● Given data:
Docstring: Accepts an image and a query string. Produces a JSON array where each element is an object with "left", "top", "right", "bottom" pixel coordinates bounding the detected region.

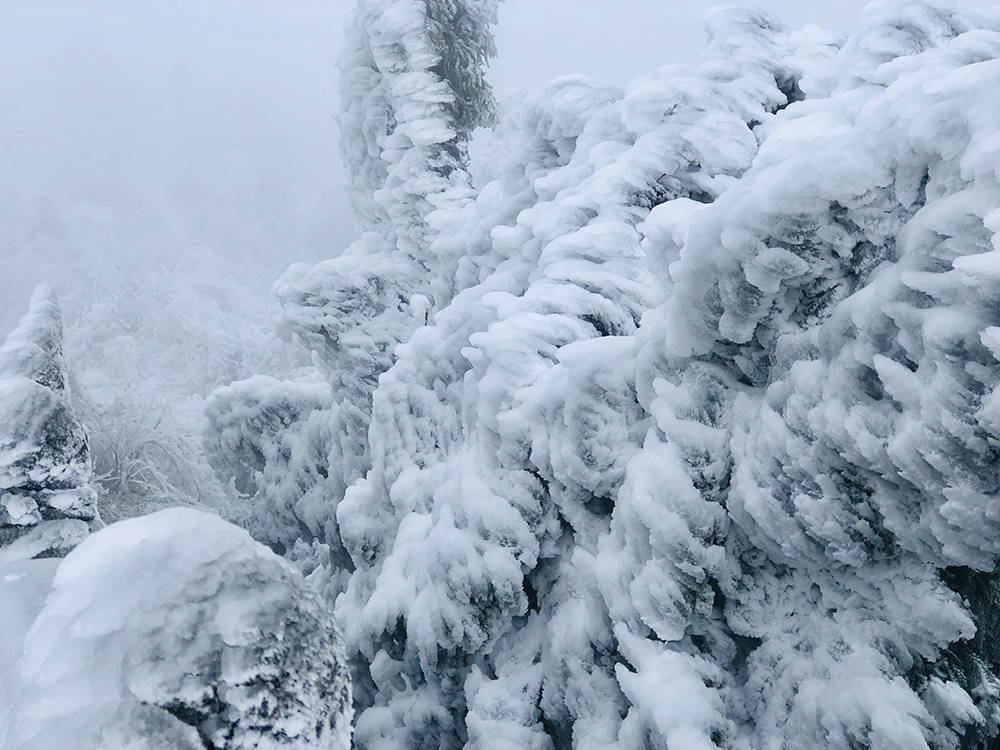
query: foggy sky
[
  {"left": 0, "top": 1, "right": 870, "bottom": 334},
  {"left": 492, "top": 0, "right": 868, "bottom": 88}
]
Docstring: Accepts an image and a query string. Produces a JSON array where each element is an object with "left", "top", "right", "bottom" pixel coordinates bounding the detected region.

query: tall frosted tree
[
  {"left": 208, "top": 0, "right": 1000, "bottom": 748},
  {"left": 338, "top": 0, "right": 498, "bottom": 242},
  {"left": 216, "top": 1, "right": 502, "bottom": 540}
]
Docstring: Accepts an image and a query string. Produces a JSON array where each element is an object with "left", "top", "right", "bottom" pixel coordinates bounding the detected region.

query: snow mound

● What the task asks: Apart from the images, every line above is to be given again exactly.

● Response:
Docstring: Accepts an image and a query string. Produces a JSON array where each element is an object with "left", "top", "right", "bottom" pixel coordinates bounding the detected region.

query: foggy sky
[
  {"left": 0, "top": 1, "right": 870, "bottom": 334},
  {"left": 492, "top": 0, "right": 868, "bottom": 88}
]
Docstring: Accepts an image and a query string. Produces a JSON array where each element is an object with "left", "top", "right", "bottom" pixel coordinates bounding the detected region.

query: tall frosted tree
[
  {"left": 208, "top": 0, "right": 1000, "bottom": 748},
  {"left": 338, "top": 0, "right": 498, "bottom": 242},
  {"left": 216, "top": 1, "right": 502, "bottom": 540}
]
Docstring: Accepts an image and a query string. Produces a JSON array where each element is an object with "left", "top", "right", "bottom" pixel coordinates bounding the detected region.

query: snow mound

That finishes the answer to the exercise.